[Problem requirements]: Write out each line of the records that has "like" in it.

[Start of section]

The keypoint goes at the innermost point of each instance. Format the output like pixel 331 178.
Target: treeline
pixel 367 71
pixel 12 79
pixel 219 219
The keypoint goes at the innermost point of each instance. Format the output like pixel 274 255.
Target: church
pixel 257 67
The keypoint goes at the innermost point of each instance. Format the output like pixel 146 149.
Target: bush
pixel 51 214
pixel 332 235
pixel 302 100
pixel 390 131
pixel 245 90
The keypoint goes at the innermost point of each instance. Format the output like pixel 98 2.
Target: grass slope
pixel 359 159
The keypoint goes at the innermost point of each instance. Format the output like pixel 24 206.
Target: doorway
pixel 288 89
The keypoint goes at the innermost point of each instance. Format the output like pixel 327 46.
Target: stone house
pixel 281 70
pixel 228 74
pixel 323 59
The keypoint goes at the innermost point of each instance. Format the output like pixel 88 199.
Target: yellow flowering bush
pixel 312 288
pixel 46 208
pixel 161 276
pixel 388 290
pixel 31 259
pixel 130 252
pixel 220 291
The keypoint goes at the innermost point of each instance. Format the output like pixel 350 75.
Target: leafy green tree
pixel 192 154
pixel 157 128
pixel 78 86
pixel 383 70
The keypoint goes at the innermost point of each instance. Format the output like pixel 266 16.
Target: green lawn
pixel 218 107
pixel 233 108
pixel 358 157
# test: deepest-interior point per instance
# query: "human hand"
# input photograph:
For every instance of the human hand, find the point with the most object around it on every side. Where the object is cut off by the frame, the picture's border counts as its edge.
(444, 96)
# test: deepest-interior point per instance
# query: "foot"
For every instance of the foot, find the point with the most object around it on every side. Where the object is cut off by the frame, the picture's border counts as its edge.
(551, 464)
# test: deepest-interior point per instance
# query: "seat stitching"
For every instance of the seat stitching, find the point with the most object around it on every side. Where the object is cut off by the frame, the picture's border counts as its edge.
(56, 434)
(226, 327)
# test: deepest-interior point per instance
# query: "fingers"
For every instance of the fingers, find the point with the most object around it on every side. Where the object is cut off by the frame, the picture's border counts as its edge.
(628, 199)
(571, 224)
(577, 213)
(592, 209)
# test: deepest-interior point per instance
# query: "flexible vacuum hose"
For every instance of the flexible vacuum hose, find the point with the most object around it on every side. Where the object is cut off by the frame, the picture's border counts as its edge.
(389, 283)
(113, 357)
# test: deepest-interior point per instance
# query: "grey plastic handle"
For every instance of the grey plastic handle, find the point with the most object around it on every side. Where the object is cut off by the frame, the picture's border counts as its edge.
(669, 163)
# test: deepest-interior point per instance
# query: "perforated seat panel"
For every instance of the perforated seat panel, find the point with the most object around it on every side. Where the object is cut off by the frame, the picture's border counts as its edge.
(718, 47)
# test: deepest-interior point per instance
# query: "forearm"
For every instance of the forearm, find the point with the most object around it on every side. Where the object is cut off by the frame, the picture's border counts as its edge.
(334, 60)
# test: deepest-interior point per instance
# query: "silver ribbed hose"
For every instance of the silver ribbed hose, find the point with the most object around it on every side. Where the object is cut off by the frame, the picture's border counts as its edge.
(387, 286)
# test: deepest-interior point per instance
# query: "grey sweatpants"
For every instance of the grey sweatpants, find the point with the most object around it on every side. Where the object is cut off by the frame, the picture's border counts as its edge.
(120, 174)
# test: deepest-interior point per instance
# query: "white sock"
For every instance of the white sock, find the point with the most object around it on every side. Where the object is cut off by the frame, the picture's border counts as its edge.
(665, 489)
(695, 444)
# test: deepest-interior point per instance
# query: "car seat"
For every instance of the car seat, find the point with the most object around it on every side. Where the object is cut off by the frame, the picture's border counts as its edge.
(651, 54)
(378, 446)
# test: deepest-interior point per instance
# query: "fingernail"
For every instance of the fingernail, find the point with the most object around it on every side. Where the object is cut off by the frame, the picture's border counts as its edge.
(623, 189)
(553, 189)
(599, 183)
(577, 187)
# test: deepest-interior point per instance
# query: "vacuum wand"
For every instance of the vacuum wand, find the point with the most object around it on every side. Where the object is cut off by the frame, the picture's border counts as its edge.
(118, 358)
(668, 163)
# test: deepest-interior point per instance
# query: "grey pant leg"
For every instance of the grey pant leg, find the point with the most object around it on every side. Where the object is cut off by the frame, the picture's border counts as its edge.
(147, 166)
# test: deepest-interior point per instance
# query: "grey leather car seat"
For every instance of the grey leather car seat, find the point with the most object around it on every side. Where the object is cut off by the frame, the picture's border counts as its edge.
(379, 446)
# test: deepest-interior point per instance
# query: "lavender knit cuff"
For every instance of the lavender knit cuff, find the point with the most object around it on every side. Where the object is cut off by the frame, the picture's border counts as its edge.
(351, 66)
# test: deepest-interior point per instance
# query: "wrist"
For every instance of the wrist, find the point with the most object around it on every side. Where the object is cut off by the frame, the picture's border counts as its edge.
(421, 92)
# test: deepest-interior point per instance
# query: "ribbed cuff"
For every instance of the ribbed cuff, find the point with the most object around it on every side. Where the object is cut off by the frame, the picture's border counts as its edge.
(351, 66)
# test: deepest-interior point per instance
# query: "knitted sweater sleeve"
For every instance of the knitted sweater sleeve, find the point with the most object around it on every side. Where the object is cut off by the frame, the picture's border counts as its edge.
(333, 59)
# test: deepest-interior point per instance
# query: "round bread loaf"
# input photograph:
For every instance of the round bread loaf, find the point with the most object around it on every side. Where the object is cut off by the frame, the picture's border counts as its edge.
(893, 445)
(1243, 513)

[End of section]

[Answer box]:
The keypoint goes at the innermost point of each instance. Format the output like pixel 331 178.
The keypoint goes at the innermost point of each instance. Format the output like pixel 274 255.
The keypoint goes at the innermost point of each instance. Format the output like pixel 146 149.
The keypoint goes at the innermost point of each instance. Format the output like pixel 98 2.
The keypoint goes at the innermost point of each instance. Format the output like pixel 24 206.
The keypoint goes at the innermost point of each instance. Format the output like pixel 327 46.
The keypoint goes at the innermost point of each instance. Format the output like pixel 88 199.
The keypoint goes at the innermost point of each instance. Format the output like pixel 350 75.
The keypoint goes at the innermost point of each instance. Format the output like pixel 266 16.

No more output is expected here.